Written instruction A ▸
Show each line of the records below that contains the string "pier". Case counts.

I knew if I waited long enough, and
prayed to my gods hard enough, that one day someone would figure out
how to make a man (or a woman, who knows?) fall in love with me. I
knew this day would come, and it finally did. Strictly speaking,
that day came 20 years ago, but let's not split hairs. It's official
people, a couple of questions and four minutes of gazing into
someone's eyes is all you need. Can I get an amen?!
As tempting as it is to use Foreigner
as today's soundtrack, I shall curb my fondness for 80's pop ballads
and use a 60's soul classic instead. Granted, I'm using the cover
done in 1982, but it's not a ballad so...
I need love, love, ooh, to ease my
mind
And I need to find time
Someone to call mine
And I need to find time
Someone to call mine
My mama said...
Back in 1997, a couple of scientists
conducted a study on close relationships, not specifically on
romantic relationships, eventually creating a set of 36 questions
that, when asked in sequence, create closeness between the
respondents. Simply put, the questions help in bonding. Dr Aron
explains
(36 Questions for Intimacy, Back Story):
The basis of
the 36 questions is that back-and-forth self-disclosure, that
increases gradually (not too fast), is consistently linked with
coming to like the other person you do this with. We just made it a
systematic method that could be used in the lab. In more recent
research by Harry Reis and colleagues, another factor is also proving
very important - being responsive to the other's self-disclosure!

(Data entries)

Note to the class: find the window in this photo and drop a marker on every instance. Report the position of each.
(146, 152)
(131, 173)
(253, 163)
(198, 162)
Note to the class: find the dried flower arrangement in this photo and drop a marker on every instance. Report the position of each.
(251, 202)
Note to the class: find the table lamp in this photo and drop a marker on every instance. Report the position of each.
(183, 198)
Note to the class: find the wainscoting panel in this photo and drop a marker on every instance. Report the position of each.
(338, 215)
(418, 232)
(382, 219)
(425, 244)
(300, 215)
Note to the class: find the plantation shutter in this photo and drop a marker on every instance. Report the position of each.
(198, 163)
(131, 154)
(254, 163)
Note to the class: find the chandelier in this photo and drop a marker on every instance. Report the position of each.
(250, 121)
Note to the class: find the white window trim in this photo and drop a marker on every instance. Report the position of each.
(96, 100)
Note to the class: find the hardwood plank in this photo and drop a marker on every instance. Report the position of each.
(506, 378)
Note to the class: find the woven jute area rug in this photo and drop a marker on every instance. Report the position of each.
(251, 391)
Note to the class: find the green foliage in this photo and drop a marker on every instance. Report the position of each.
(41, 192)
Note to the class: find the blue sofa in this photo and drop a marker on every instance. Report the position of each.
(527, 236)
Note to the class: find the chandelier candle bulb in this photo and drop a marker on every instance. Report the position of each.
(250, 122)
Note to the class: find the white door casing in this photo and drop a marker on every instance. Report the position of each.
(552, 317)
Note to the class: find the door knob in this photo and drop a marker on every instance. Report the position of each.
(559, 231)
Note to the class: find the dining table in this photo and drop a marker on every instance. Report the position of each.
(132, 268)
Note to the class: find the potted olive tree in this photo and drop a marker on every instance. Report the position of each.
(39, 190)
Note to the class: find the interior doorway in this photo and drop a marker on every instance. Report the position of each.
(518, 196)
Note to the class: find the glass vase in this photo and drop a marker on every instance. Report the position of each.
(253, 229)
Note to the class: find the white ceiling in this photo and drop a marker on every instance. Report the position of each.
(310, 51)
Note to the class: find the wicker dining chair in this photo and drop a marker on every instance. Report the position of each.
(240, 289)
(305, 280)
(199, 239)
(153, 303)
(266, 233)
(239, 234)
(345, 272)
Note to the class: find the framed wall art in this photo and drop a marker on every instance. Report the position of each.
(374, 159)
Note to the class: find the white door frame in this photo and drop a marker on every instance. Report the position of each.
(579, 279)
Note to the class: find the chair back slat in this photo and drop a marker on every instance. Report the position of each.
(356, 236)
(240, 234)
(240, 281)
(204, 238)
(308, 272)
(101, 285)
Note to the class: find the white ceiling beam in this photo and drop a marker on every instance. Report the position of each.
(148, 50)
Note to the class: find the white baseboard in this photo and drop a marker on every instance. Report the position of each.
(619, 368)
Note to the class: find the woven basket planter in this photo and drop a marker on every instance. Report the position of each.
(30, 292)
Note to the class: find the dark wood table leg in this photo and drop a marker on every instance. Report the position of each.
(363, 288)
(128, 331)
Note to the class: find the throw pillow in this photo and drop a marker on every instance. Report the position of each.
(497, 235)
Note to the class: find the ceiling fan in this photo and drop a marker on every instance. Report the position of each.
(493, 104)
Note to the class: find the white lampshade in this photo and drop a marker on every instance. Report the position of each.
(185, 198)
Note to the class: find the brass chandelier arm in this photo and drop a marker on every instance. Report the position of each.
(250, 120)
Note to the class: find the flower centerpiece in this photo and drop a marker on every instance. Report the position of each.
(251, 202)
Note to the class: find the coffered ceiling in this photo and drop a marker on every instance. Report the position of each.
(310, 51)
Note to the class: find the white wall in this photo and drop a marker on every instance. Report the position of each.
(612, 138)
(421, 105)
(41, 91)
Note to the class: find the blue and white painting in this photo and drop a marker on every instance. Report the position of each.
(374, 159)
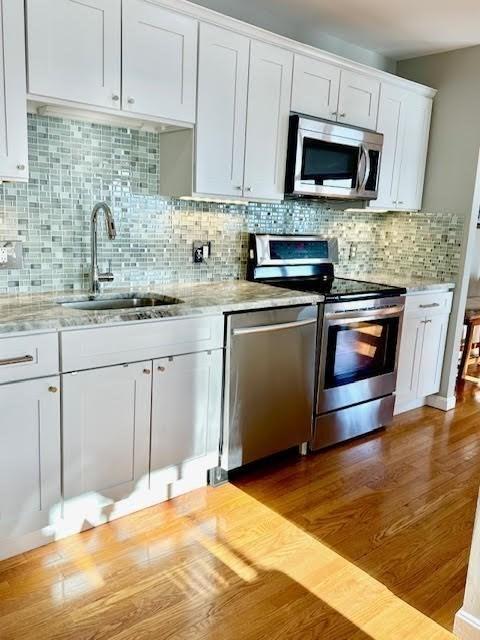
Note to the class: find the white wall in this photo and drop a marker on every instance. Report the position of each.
(455, 131)
(452, 179)
(301, 30)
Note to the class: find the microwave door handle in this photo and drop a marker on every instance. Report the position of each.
(367, 168)
(362, 169)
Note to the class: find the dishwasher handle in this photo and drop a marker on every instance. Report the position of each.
(273, 327)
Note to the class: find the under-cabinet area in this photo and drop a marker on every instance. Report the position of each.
(94, 440)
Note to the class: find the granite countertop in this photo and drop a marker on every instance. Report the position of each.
(41, 312)
(411, 283)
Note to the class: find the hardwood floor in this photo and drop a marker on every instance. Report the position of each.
(366, 541)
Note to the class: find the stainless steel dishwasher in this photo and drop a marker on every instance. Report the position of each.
(269, 382)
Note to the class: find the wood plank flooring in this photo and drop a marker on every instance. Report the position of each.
(366, 541)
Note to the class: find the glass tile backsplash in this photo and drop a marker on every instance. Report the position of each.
(75, 164)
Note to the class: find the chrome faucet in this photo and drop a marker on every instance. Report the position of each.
(95, 277)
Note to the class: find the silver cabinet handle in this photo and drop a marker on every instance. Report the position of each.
(273, 327)
(19, 360)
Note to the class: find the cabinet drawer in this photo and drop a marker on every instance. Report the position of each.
(428, 304)
(23, 357)
(99, 347)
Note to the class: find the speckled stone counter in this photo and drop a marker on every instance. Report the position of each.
(410, 283)
(42, 311)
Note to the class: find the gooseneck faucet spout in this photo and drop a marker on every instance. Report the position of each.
(95, 277)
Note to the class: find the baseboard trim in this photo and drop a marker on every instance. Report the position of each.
(444, 403)
(466, 627)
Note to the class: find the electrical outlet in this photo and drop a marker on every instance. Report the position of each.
(11, 254)
(201, 251)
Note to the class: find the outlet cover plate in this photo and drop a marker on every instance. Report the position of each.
(11, 254)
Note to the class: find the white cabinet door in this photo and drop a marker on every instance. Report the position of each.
(30, 477)
(13, 101)
(414, 146)
(391, 122)
(358, 99)
(159, 61)
(222, 110)
(315, 88)
(106, 431)
(433, 351)
(74, 49)
(269, 94)
(186, 408)
(409, 359)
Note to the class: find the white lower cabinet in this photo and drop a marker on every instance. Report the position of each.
(106, 434)
(186, 410)
(422, 349)
(30, 487)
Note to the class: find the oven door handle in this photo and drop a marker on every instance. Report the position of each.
(363, 316)
(273, 327)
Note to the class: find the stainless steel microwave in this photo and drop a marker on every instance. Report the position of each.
(330, 160)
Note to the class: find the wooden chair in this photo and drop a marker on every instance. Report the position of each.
(472, 320)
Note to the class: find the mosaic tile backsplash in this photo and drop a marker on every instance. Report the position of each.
(75, 164)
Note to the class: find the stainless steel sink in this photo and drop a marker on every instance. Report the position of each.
(129, 301)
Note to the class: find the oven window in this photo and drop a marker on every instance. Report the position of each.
(329, 164)
(360, 350)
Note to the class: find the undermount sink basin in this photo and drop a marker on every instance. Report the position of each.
(130, 301)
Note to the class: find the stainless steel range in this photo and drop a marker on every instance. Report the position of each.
(358, 334)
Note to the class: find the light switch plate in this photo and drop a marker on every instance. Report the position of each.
(11, 254)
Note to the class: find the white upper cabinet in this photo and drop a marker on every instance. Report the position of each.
(269, 94)
(358, 99)
(222, 111)
(404, 120)
(240, 150)
(159, 58)
(391, 122)
(324, 90)
(74, 49)
(315, 88)
(13, 114)
(414, 147)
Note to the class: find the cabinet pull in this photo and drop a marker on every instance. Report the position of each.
(19, 360)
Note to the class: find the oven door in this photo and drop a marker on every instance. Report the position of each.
(358, 354)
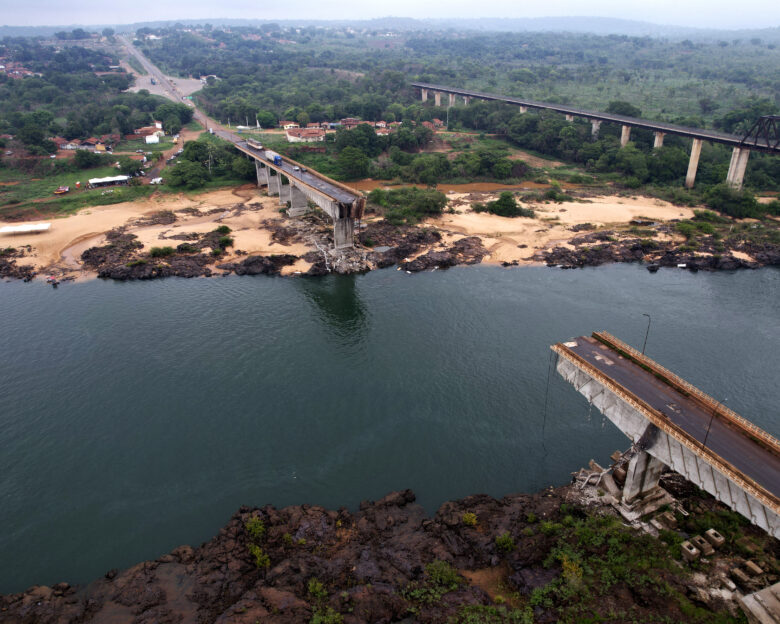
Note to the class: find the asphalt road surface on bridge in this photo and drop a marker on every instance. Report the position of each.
(747, 456)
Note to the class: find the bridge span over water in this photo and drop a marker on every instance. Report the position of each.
(764, 142)
(672, 423)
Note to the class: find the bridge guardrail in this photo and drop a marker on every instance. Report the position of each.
(683, 437)
(768, 441)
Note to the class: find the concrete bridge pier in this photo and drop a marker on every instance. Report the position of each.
(343, 229)
(693, 163)
(737, 167)
(642, 476)
(299, 203)
(272, 186)
(625, 135)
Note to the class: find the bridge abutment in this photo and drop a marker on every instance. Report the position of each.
(693, 163)
(625, 135)
(737, 167)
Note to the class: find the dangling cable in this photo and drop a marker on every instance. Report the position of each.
(546, 395)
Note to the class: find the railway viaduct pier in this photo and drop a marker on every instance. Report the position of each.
(763, 136)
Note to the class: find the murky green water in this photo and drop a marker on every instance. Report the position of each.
(137, 417)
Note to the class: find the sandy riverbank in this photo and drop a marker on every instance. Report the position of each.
(519, 239)
(58, 250)
(253, 218)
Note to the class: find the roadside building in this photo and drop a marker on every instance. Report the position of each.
(305, 135)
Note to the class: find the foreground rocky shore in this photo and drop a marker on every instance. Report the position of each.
(559, 555)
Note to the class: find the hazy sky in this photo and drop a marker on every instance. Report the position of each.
(698, 13)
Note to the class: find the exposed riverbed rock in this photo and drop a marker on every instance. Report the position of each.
(369, 566)
(260, 265)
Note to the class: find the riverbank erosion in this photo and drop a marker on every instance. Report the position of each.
(559, 555)
(244, 231)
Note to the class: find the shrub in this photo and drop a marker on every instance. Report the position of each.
(316, 589)
(739, 204)
(255, 528)
(161, 252)
(505, 542)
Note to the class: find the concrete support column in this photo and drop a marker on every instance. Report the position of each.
(693, 163)
(625, 136)
(641, 476)
(272, 186)
(737, 167)
(299, 203)
(343, 230)
(279, 188)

Written instruction B ▸
In the post above about falling in love, what year was the study on close relationships conducted?

Reply A ▸
Note to the class: find the concrete bridge pier in this photo and drop a marker on every instance. Report the position of each.
Note to the class: find the railway viaduct pier in this photo and drop a marker on every instance. Report the position of each.

Reply B ▸
1997.